| Quoted passage |
============

0

I am looking to compress a lot of data spread across loads of sub-directories into an archive. I cannot simply use built-in tar functions because I need my Perl script to work in a Windows as well as a Linux environment. I have found the Archive::Tar module but their documentation gives a warning:

Note that this method [create_archive()] does not write on the fly as it were; it still reads all the files into memory before writing out the archive. Consult the FAQ below if this is a problem.

Because of the sheer size of my data, I want to write 'on the fly'. But I cannot find useful information in the FAQ about writing files. They suggest to use the iterator iter():

Returns an iterator function that reads the tar file without loading it all in memory. Each time the function is called it will return the next file in the tarball.

my $next = Archive::Tar->iter( "example.tar.gz", 1, {filter => qr/\.pm$/} );
while( my $f = $next->() ) {
    print $f->name, "\n";
    $f->extract or warn "Extraction failed";
    # ....

============

| Job 1 |
In the Perl archiving post, which two environments does the script need to run in?
The Perl archiving post and the records have no connection to each other.

============

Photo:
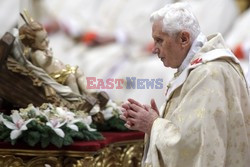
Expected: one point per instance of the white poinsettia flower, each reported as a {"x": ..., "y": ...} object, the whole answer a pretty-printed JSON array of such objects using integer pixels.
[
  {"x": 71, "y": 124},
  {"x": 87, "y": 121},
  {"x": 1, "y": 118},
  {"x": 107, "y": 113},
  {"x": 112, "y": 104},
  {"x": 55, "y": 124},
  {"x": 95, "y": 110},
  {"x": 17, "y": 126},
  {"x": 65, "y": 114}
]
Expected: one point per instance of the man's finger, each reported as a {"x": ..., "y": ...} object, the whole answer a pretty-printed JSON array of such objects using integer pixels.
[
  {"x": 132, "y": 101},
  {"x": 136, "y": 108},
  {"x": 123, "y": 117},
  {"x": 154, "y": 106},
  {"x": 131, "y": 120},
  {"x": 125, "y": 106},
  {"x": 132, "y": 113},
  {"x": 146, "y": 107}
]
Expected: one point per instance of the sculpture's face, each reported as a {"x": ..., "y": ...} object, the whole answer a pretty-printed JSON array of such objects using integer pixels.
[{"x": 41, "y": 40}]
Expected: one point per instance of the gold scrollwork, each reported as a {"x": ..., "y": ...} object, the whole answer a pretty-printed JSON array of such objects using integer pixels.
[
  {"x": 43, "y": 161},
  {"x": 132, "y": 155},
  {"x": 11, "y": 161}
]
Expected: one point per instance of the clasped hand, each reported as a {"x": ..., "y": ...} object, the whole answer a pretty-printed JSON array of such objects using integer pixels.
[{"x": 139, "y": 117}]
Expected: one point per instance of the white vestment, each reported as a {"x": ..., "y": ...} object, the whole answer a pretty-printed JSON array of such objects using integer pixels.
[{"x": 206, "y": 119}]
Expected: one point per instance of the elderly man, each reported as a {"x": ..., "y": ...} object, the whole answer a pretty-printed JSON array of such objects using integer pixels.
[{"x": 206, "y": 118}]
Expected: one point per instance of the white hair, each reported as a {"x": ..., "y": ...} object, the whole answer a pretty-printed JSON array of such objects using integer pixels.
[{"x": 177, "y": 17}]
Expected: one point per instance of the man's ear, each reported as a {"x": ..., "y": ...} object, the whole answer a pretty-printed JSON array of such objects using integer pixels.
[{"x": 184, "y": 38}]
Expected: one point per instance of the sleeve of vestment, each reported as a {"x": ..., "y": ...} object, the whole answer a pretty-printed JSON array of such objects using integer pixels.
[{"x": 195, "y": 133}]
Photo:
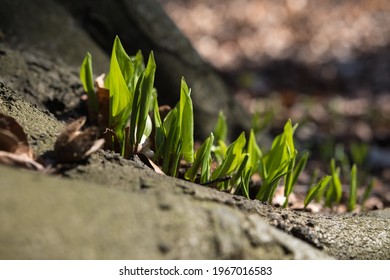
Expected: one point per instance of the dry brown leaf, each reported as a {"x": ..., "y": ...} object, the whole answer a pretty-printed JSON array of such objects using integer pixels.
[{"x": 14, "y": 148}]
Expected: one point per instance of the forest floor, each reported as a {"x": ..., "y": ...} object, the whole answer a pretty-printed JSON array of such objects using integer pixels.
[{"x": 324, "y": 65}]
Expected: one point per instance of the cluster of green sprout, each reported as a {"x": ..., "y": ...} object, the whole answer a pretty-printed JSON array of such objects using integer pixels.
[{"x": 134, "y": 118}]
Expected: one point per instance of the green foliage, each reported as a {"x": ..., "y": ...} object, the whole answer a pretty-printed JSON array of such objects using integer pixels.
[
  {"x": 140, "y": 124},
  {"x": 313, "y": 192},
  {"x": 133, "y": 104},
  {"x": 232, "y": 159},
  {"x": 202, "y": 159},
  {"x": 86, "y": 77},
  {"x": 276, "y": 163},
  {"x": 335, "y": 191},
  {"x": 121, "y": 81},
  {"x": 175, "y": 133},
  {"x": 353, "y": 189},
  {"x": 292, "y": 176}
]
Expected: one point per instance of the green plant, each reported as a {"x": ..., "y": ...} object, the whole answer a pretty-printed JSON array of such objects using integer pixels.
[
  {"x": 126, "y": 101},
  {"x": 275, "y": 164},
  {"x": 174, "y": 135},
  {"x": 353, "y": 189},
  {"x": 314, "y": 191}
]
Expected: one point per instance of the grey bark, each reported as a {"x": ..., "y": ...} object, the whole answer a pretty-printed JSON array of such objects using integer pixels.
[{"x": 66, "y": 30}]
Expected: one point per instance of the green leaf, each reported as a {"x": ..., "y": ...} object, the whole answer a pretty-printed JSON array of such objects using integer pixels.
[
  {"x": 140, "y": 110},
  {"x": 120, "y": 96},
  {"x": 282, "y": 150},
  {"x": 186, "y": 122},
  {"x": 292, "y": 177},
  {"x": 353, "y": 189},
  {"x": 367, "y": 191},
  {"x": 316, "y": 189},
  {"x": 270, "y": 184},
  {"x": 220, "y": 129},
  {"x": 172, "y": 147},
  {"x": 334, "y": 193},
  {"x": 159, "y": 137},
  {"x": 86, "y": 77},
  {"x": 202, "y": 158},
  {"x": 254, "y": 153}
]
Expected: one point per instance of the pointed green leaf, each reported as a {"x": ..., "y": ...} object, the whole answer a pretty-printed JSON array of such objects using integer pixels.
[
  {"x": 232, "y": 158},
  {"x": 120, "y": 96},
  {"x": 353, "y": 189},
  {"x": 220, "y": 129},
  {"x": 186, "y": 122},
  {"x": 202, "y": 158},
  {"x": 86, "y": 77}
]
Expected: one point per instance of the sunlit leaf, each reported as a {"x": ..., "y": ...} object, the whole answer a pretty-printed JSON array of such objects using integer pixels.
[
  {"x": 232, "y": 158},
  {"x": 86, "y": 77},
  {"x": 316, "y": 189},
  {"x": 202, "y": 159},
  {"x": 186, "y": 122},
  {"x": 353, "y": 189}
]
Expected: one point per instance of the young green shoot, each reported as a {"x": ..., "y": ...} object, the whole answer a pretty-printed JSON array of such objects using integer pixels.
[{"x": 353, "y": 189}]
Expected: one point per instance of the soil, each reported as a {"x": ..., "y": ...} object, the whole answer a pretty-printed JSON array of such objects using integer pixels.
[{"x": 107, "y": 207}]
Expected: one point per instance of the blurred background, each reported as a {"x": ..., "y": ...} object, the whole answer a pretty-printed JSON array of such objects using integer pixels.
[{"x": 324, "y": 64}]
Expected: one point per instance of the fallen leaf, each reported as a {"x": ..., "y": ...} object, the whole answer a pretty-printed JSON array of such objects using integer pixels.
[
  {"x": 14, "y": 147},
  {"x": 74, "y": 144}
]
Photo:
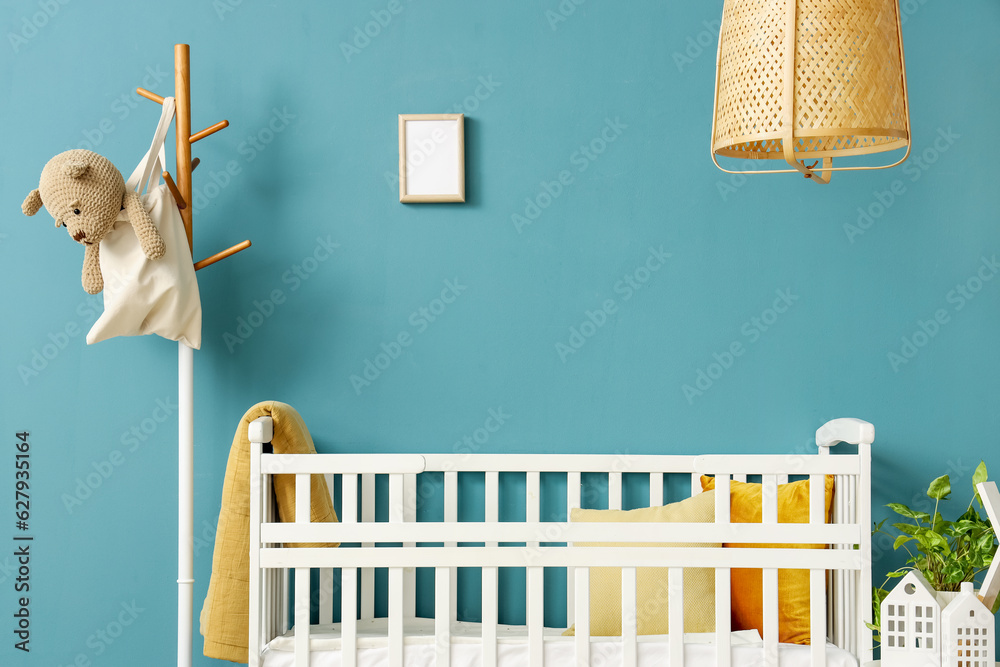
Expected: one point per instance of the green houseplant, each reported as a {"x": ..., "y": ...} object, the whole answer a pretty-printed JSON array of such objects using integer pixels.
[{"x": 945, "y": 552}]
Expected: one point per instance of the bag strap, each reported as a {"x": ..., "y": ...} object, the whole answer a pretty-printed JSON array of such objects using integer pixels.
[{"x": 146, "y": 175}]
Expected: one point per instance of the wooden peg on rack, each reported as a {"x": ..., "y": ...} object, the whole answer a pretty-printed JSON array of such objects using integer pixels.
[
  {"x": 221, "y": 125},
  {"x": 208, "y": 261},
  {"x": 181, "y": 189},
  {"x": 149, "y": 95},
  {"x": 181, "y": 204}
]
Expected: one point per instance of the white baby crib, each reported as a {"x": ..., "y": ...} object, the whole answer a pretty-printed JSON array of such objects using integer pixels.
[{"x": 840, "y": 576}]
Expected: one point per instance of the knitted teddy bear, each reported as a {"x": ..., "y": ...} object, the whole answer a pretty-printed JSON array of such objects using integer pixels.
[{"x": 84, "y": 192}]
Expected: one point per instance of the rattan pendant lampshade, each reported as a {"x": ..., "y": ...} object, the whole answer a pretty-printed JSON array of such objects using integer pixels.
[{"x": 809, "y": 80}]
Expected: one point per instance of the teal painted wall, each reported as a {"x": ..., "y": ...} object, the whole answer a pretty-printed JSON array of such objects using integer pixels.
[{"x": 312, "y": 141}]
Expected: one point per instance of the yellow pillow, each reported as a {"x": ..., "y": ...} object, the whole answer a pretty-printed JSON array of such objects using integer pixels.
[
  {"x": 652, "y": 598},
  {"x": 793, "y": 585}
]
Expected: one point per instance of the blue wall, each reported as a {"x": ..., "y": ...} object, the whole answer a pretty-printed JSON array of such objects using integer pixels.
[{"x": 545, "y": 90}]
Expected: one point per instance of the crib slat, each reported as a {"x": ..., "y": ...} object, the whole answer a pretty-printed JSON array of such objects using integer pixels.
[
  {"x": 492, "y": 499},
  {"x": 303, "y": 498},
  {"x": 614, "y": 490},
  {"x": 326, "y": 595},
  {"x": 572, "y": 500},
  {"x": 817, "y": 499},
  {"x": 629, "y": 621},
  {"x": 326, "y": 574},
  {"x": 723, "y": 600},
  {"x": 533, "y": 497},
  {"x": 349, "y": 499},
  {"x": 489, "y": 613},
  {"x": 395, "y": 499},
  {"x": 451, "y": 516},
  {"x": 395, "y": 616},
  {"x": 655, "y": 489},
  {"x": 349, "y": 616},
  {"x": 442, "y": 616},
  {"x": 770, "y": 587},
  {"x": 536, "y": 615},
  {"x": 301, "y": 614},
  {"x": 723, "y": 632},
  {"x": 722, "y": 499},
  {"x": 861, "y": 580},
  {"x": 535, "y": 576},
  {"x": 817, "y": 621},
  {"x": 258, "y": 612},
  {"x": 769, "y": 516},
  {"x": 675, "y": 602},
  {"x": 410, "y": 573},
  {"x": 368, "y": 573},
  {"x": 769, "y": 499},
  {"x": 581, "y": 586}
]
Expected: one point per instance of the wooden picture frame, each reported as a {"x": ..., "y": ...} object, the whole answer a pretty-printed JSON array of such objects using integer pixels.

============

| Job 2 |
Count the lines of the records that contain the string "vestment", with case counting, and give only the number.

| Task result 1 |
Windows and Linux.

| Task result 2 |
2